**Stated goal:** Please revise the rows below, changing "instance" to "occurrence" throughout and keeping everything else unchanged. Leave the pictures out of your answer.

* * * *

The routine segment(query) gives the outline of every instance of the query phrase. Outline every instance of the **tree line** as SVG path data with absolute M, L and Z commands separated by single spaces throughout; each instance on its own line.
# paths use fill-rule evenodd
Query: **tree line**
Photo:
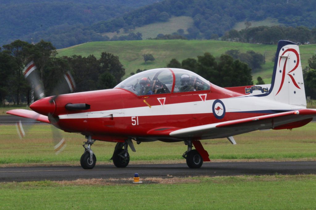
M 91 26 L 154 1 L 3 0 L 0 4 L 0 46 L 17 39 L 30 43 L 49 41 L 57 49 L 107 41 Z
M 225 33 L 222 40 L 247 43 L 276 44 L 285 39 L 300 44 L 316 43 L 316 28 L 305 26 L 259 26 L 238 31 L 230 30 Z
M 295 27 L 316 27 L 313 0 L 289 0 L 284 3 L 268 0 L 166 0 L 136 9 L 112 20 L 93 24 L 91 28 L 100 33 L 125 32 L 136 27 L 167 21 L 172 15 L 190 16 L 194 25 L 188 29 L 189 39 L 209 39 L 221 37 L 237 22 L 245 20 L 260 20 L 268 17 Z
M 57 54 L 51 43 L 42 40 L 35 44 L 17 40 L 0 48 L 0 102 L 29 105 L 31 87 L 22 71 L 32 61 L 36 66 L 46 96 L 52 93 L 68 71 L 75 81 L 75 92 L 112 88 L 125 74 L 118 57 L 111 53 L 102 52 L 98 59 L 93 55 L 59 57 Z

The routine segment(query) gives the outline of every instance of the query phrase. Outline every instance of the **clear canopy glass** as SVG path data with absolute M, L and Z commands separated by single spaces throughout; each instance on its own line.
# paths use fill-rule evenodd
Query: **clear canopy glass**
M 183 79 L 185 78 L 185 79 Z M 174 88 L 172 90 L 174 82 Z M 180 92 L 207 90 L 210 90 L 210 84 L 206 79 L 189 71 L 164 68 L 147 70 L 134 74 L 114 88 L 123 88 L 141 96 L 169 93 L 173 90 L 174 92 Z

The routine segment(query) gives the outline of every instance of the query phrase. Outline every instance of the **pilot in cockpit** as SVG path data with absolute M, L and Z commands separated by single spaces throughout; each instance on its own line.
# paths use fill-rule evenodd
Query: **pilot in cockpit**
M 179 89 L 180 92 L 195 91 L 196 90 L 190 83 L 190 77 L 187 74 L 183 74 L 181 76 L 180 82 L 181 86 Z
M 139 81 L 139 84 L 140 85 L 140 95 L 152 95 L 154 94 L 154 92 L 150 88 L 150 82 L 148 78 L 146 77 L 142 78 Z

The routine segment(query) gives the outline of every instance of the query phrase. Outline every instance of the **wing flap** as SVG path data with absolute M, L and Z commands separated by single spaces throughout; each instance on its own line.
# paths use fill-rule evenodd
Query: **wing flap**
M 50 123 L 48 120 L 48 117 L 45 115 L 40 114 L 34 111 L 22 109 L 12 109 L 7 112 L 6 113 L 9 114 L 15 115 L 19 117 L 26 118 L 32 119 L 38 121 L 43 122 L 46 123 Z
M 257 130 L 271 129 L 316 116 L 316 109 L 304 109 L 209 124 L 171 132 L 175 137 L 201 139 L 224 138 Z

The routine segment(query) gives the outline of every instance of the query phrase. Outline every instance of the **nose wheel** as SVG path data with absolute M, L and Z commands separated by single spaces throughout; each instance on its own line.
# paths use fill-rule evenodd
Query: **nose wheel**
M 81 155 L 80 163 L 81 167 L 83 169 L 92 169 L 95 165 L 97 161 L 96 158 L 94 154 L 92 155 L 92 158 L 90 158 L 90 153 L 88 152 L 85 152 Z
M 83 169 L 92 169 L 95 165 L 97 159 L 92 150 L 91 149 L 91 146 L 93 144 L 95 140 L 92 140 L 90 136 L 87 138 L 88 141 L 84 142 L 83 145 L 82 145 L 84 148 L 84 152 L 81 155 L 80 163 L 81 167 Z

* * * *

**Complete output:**
The routine segment(query) gives the outline of every occurrence of the query phrase. Outline every occurrence of the **tree line** as SVG path data with absolute M, L and Z commands separated by single spaces throughout; each occurrence on its own line.
# paths use fill-rule evenodd
Query: **tree line**
Photo:
M 91 26 L 154 1 L 3 0 L 0 4 L 0 46 L 17 39 L 30 43 L 49 41 L 57 49 L 107 41 Z
M 225 33 L 222 40 L 247 43 L 276 44 L 285 39 L 300 44 L 316 43 L 316 28 L 305 26 L 259 26 L 238 31 L 230 30 Z
M 295 27 L 316 27 L 313 0 L 289 0 L 284 3 L 268 0 L 166 0 L 136 9 L 112 20 L 93 24 L 91 28 L 100 33 L 125 32 L 136 27 L 167 21 L 172 15 L 190 16 L 194 25 L 188 29 L 189 39 L 209 39 L 221 37 L 237 22 L 245 20 L 260 20 L 268 17 Z
M 57 54 L 51 43 L 42 40 L 35 44 L 17 40 L 0 48 L 0 102 L 29 105 L 31 87 L 22 71 L 32 61 L 36 66 L 46 96 L 52 93 L 68 71 L 75 81 L 75 92 L 112 88 L 125 74 L 118 57 L 111 53 L 102 52 L 98 59 L 93 55 L 59 57 Z

The routine segment(query) gives the outline of every occurrence of the query phrase. Outline every occurrence of the **clear canopy glass** as SVG path data with absolute M, L and Z commands separated by single spaces throughout; each occurrence on its own line.
# paths use fill-rule evenodd
Query: **clear canopy glass**
M 183 79 L 185 78 L 185 79 Z M 174 88 L 172 90 L 174 82 Z M 180 92 L 207 90 L 210 90 L 210 84 L 206 79 L 189 71 L 164 68 L 147 70 L 134 74 L 114 88 L 123 88 L 141 96 L 169 93 L 173 90 L 174 92 Z

The routine segment(query) gives the outline of every occurrence of the query phrase. Outline every occurrence of the **pilot in cockpit** as SVG path data with absolute M, L and Z commands separated by single spaces throughout; each occurrence on its own line.
# paths use fill-rule evenodd
Query: **pilot in cockpit**
M 179 89 L 180 92 L 195 91 L 196 90 L 190 83 L 190 77 L 187 74 L 183 74 L 181 76 L 180 82 L 181 86 Z
M 139 81 L 139 84 L 140 85 L 140 95 L 152 95 L 154 94 L 154 92 L 150 88 L 150 82 L 148 78 L 146 77 L 142 78 Z

The routine segment(query) gives the outline of every occurrence of the query phrase. Outline every occurrence of the **wing flap** as SVG path data with absolute M, L and Z commands separated by single spaces throughout; each occurrence on its own line.
# paths use fill-rule evenodd
Query: **wing flap**
M 50 123 L 48 120 L 48 117 L 45 115 L 40 114 L 34 111 L 22 109 L 12 109 L 7 112 L 6 113 L 9 114 L 15 115 L 19 117 L 26 118 L 32 119 L 38 121 L 43 122 L 46 123 Z
M 257 130 L 271 129 L 316 116 L 316 109 L 304 109 L 209 124 L 171 132 L 175 137 L 201 139 L 224 138 Z

The routine segment(query) gives the outline of every occurrence of the query phrase. Outline every occurrence of the **nose wheel** as SVG path data with absolute M, L and Z commands separated by single spaces throughout; each occurrence on its own line.
# paths use fill-rule evenodd
Query: **nose wheel**
M 81 155 L 80 163 L 81 167 L 83 169 L 92 169 L 95 165 L 97 161 L 96 158 L 94 154 L 92 155 L 92 158 L 90 158 L 90 153 L 88 152 L 85 152 Z
M 83 169 L 92 169 L 95 165 L 97 159 L 92 150 L 91 149 L 91 146 L 93 144 L 95 140 L 92 140 L 90 136 L 87 138 L 88 141 L 84 142 L 83 145 L 82 145 L 84 148 L 84 152 L 81 155 L 80 163 L 81 167 Z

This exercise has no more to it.